Lecture 22: Generative Adversarial Networks

# Artificial Intelligence

## Generative Adversarial Networks

---

# Artificial Neural Networks

* Last week, we discussed Artificial Neural Networks (ANNs)

* Today we will look at some interesting things we can do with them

* First, let's look at the interior of a neural network

---

# Artificial Neural Networks

$$
\vec{h} = f_1(W_1 \cdot \vec{x})\\\\
y = f_2(\vec{w_2} \cdot \vec{h})\\\\
y = f_2(\vec{w_2} \cdot f_1(W_1 \cdot \vec{x}))
$$
]

---

# Information Content

* Our Neural Networks are deterministic functions

* In fact, each individual layer is a deterministic function

* This means, each layer's output **only** depends on its input

* We can view the output at each layer as an "encoding" of the input of the network that is used by the next layer

---

# Auto-Encoders

* One application of this idea are Auto-encoders 
  
  * They are neural networks with several layers, that become narrower and narrower (fewer neurons), before they widen again 
  
  * The number of inputs is the same as the number of outputs, and the training examples use the *same* values for input and output 
  
  * The goal is to learn a smaller *representation* for the input data
  
  * In essence, the ANN has to reconstruct the input from fewer values
  
---

# Auto-Encoders

---

# Auto-Encoders

---

# Vector Embeddings

* Auto-Encoders allow us to represent data with fewer values

* We can view this representation as **vectors**

* With the proper training these vectors can be used instead of the original data in our actual application

* Next week we will talk about a related approach that represents words as vectors!

..............................

● **INSTRUCTIONS FOR THE TASK**: Can you condense the passage of the lecture slides that begins "One application of this idea are Auto-encoders" into two sentences, keeping its main facts?

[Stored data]
..............................

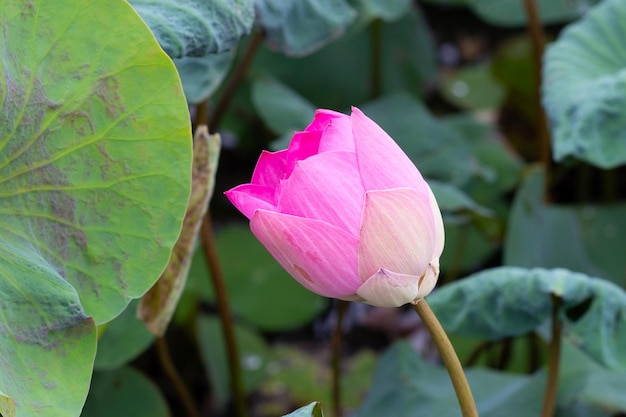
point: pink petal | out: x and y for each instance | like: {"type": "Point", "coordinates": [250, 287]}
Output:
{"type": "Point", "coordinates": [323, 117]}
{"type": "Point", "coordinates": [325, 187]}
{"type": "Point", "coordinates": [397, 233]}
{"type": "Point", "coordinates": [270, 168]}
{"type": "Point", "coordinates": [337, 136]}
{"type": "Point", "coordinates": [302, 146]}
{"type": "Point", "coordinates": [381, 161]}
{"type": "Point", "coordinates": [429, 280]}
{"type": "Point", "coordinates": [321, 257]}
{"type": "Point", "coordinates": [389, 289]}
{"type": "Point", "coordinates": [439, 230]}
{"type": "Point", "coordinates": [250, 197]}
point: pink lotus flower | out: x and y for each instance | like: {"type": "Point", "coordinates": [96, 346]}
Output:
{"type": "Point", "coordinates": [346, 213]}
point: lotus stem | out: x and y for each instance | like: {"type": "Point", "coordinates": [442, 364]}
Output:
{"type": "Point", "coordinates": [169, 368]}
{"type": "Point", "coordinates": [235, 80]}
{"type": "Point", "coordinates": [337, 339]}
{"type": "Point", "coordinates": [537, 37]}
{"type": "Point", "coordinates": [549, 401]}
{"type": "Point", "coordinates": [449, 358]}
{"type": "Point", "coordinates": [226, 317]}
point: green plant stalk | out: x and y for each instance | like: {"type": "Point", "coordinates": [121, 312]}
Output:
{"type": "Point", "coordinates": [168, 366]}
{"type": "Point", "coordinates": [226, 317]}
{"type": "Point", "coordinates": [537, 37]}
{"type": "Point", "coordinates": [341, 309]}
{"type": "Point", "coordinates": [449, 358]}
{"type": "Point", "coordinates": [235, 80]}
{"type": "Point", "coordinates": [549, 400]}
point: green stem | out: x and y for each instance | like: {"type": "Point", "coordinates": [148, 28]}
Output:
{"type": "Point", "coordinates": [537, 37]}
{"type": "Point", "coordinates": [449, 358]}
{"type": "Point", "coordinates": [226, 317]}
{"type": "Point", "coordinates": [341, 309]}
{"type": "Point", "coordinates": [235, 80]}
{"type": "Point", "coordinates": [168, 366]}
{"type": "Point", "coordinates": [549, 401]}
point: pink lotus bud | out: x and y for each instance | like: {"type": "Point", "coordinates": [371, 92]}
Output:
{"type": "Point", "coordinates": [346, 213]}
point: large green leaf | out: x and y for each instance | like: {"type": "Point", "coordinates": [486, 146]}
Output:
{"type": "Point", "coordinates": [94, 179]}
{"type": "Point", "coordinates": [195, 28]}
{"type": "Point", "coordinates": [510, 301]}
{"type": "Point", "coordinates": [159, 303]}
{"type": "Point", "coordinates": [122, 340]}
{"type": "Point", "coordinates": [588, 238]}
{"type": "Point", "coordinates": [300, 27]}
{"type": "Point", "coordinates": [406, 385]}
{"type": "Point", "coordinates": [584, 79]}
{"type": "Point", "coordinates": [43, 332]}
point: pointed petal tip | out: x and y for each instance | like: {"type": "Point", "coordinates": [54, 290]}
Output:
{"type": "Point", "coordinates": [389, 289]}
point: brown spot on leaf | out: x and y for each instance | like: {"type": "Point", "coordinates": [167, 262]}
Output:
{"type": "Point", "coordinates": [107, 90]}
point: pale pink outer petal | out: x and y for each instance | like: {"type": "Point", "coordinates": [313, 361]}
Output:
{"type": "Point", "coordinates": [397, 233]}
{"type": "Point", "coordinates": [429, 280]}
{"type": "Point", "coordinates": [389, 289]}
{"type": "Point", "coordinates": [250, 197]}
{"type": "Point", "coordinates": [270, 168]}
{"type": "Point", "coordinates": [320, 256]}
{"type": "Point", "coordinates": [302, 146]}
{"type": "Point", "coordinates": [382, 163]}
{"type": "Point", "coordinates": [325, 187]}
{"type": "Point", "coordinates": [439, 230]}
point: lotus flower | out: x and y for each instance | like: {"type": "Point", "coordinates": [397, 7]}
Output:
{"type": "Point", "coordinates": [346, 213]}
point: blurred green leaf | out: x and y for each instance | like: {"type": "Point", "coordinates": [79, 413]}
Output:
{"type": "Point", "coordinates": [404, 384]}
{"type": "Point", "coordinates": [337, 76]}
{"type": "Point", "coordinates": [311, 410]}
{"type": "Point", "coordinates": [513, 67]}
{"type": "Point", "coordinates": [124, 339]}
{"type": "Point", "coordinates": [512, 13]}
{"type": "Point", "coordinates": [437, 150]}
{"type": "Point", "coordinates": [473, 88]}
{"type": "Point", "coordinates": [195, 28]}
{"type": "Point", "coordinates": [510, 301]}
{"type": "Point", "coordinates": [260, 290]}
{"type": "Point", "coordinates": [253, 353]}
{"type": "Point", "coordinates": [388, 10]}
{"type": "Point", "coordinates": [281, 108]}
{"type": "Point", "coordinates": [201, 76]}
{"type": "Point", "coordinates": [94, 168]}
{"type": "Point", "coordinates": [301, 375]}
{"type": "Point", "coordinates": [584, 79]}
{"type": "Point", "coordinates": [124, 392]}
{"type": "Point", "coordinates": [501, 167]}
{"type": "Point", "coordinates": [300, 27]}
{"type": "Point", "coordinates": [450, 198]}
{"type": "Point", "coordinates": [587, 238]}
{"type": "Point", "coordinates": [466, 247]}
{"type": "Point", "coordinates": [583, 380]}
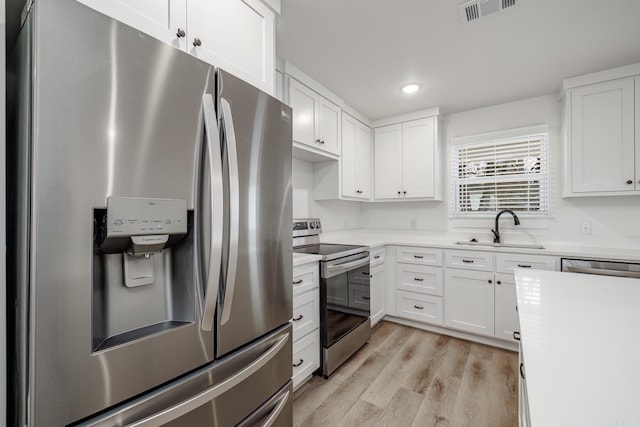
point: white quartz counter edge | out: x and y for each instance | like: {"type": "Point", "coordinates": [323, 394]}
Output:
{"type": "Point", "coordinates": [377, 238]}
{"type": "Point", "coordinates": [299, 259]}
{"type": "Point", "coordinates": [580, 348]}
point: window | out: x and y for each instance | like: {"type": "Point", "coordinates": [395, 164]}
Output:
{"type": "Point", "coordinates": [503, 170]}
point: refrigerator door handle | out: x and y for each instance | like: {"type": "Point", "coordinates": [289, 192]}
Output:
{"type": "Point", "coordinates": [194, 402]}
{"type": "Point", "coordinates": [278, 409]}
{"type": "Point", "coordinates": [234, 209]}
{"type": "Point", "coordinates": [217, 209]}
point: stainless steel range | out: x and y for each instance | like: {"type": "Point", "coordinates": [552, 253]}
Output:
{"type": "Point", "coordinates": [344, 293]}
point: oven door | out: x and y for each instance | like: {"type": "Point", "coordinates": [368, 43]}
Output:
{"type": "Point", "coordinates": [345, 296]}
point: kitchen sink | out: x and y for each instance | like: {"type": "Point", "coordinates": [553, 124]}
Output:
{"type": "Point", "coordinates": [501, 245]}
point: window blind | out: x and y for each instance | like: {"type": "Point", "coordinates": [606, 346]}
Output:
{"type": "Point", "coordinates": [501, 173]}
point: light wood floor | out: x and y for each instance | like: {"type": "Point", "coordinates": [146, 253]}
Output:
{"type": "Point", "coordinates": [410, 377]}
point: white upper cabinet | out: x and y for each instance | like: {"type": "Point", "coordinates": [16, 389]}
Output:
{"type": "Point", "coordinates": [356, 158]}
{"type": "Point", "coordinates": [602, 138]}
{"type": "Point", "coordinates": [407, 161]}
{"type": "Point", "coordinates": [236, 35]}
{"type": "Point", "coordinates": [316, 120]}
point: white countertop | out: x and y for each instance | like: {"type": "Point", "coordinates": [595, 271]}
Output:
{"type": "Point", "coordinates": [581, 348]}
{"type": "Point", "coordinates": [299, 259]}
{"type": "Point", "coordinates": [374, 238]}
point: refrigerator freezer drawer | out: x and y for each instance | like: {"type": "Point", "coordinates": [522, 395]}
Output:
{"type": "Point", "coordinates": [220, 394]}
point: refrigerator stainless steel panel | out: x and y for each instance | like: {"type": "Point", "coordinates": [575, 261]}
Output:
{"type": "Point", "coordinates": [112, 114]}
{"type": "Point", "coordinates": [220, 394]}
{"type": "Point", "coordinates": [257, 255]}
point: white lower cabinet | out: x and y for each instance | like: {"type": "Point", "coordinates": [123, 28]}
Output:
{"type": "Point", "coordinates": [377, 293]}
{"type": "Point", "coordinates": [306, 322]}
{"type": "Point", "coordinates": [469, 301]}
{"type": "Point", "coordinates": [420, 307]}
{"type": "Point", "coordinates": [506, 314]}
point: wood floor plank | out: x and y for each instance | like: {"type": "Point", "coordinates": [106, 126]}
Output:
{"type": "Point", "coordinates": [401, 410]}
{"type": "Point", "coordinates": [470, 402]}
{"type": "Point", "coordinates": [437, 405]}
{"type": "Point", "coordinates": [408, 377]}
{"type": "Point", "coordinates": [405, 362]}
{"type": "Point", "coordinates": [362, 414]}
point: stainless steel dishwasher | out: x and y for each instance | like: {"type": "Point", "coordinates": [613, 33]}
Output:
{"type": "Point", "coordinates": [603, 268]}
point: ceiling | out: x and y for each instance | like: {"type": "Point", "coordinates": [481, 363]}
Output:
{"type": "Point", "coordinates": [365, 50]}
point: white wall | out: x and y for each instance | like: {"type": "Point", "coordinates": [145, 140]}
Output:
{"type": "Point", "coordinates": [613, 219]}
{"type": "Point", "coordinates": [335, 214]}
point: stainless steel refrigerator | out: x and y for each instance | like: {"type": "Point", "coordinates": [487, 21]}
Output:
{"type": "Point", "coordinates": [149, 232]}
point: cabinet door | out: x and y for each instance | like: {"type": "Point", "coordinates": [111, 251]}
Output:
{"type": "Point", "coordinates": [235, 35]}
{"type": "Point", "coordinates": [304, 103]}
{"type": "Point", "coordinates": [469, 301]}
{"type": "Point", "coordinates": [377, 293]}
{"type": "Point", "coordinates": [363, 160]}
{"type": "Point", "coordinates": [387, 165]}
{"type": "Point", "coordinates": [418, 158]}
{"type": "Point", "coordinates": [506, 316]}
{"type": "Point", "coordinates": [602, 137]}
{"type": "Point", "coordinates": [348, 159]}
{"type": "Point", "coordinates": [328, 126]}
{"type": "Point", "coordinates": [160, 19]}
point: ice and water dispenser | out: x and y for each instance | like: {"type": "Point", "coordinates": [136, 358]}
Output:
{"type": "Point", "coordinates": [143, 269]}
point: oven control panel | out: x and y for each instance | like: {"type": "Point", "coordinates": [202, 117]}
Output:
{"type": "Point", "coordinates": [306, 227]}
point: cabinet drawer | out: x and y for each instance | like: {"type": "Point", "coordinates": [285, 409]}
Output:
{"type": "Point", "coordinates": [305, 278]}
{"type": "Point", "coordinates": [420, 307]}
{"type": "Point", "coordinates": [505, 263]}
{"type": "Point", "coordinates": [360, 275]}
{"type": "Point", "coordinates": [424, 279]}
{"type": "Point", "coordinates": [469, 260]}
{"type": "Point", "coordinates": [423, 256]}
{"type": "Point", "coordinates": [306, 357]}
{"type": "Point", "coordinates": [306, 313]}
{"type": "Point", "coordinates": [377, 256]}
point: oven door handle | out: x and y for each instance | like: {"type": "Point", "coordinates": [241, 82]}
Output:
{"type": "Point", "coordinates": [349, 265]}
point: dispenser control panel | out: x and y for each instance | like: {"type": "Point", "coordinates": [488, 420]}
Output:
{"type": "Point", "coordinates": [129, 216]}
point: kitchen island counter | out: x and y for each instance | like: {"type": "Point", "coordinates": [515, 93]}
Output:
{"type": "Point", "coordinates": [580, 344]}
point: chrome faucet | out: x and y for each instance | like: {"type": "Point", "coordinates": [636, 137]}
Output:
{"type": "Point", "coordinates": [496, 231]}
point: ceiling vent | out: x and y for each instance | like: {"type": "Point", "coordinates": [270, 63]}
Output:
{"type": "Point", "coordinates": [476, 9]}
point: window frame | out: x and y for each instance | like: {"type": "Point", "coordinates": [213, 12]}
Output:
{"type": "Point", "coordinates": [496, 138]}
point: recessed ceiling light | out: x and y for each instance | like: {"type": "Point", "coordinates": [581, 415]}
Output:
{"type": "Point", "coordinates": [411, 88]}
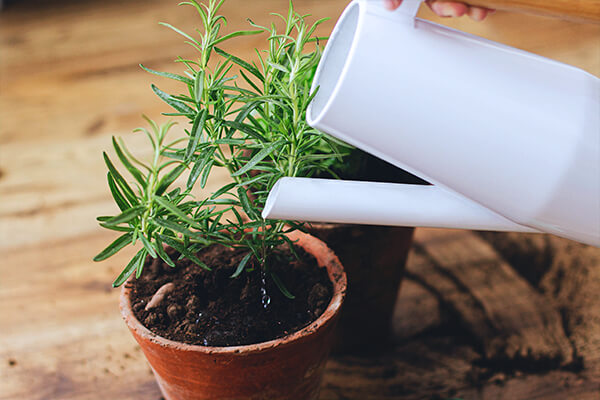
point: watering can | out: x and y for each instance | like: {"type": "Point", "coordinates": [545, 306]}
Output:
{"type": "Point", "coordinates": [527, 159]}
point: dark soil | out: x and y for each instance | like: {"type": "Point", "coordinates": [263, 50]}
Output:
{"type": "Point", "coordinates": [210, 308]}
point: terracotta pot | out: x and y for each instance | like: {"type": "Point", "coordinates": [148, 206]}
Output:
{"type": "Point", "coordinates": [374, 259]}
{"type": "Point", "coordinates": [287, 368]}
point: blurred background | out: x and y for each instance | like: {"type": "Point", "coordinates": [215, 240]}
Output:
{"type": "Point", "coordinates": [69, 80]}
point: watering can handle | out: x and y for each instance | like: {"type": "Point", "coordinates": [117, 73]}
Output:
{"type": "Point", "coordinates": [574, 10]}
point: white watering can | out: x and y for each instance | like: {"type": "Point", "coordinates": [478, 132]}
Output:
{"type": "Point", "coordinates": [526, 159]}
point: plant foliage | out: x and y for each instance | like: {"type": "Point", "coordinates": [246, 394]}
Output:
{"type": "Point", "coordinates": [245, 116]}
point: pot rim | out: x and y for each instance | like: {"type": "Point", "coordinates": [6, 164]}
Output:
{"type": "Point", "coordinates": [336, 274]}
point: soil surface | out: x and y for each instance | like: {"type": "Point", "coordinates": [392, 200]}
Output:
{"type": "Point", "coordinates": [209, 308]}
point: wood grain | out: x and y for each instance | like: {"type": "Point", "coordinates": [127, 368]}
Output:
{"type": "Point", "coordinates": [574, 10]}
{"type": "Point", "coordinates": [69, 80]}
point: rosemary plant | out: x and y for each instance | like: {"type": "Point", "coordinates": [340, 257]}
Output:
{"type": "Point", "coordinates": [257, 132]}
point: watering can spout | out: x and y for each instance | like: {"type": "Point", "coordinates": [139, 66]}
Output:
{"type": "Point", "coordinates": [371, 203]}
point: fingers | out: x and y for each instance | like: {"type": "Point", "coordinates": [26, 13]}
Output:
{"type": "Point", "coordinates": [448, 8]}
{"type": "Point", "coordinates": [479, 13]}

..............................

● **ANSWER TO THE EXERCISE**: Auto-encoders are neural networks whose layers grow narrower, with fewer neurons, before widening again, and they have as many outputs as inputs, with training examples that use the same values for both. Their goal is to learn a smaller representation of the input data, so the network must reconstruct the input from fewer values.